DOCUMENT
·····
Title :
A global, boundary-centric framework for unit selection text-to-speech synthesis
Author :
Bellegarda, Jerome R.
Author_Institution :
Speech & Language Technol. Group, Apple Comput. Inc., Cupertino, CA, USA
fDate :
5/1/2006 12:00:00 AM
Abstract :
The level of quality that can be achieved by modern concatenative text-to-speech synthesis heavily depends on the optimization criteria used in the unit selection process. While effective cost functions arise naturally for prosody assessment, the criteria typically selected to quantify discontinuities in the speech signal do not closely reflect users´ perception of the resulting acoustic waveform. This paper introduces an alternative feature extraction paradigm, which eschews general purpose Fourier analysis in favor of a modal decomposition separately optimized for each boundary region. The ensuing transform framework preserves, by construction, those properties of the waveform which are globally relevant to each concatenation considered. In addition, it leads to a novel discontinuity measure which jointly, albeit implicitly, accounts for both interframe incoherence and discrepancies in formant frequencies/bandwidths. Experimental evaluations are conducted to characterize the behavior of this new metric, first on a contiguity prediction task, and then via a systematic listening comparison using a conventional metric as baseline. The results underscore the viability of the proposed framework in quantifying the perception of discontinuity between acoustic units.
Keywords :
Fourier analysis; feature extraction; speech processing; speech synthesis; Fourier analysis; discontinuity perception; feature extraction paradigm; modal decomposition; prosody assessment; segment concatenation; text-to-speech synthesis; unit selection process; Acoustic measurements; Acoustic waves; Assembly; Bandwidth; Cost function; Feature extraction; Frequency measurement; Modal analysis; Signal synthesis; Speech synthesis; Discontinuity perception; distance measure; join cost; modal analysis; segment concatenation; text-to-speech synthesis; unit selection;
Journal_Title :
Audio, Speech, and Language Processing, IEEE Transactions on
DOI :
10.1109/TSA.2005.858048
·····
DATA FOR PROCESSING

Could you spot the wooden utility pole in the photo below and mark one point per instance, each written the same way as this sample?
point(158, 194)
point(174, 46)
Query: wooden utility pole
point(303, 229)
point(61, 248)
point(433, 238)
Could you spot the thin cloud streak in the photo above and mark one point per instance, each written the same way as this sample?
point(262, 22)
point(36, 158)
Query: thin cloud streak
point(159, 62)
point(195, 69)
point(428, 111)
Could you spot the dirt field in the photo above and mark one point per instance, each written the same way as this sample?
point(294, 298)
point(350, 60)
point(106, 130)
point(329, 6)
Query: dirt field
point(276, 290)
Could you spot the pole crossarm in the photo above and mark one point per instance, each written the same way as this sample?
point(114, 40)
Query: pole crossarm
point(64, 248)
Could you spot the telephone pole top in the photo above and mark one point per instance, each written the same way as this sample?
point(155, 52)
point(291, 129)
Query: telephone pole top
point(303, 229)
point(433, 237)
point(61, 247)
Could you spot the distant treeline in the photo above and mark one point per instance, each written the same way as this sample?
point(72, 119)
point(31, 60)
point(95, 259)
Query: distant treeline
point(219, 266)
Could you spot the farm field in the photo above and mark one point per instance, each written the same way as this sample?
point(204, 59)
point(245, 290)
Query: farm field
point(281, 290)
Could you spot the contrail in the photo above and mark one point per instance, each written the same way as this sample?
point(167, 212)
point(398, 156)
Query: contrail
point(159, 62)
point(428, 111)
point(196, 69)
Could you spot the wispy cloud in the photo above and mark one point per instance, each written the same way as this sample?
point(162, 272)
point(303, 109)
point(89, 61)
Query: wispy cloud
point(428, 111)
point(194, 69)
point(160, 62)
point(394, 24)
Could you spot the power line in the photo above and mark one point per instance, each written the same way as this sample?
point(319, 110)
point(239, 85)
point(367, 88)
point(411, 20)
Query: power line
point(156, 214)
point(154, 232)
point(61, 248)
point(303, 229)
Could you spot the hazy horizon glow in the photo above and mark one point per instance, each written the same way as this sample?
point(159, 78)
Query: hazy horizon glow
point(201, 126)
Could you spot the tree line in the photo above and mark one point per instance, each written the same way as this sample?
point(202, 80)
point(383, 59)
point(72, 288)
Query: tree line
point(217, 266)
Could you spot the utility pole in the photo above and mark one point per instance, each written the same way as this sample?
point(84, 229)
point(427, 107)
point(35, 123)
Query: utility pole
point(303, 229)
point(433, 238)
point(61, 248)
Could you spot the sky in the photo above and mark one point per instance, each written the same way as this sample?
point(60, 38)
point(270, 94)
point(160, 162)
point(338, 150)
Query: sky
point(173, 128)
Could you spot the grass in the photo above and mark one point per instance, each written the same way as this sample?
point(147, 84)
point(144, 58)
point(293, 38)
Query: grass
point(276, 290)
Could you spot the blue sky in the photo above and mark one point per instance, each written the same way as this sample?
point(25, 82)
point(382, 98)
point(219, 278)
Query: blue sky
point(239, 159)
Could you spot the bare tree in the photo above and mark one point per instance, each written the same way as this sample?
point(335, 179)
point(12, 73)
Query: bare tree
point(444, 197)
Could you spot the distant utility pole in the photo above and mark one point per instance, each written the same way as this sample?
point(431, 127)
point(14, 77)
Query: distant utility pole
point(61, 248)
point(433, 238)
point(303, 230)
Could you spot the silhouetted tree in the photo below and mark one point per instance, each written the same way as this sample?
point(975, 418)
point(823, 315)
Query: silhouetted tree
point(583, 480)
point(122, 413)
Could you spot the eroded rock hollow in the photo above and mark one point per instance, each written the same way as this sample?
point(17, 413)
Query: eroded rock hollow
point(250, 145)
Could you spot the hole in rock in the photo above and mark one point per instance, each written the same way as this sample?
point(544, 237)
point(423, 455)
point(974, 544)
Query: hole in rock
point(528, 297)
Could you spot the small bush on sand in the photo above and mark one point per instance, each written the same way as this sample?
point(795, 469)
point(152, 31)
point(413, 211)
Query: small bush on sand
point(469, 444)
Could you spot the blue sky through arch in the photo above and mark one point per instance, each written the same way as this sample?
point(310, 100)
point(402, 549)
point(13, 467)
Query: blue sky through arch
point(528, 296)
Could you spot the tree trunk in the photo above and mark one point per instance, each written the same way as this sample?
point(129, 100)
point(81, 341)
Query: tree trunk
·····
REQUEST 1
List every field label that appears in the article listing, in the order given.
REQUEST 2
Copy everything in the records from the line containing "Could you spot the tree trunk" down to the end of the records, replacing "tree trunk" with "fallen log" wherever it occurs and leaving everything else unchanged.

RESULT 1
Title, Author, Author_Institution, fDate, Abstract, Keywords, Journal_Title, DOI

RESULT 2
Could you spot the fallen log in the photo above and mark one point per instance, each written the same way as this sample?
point(129, 100)
point(81, 341)
Query: fallen log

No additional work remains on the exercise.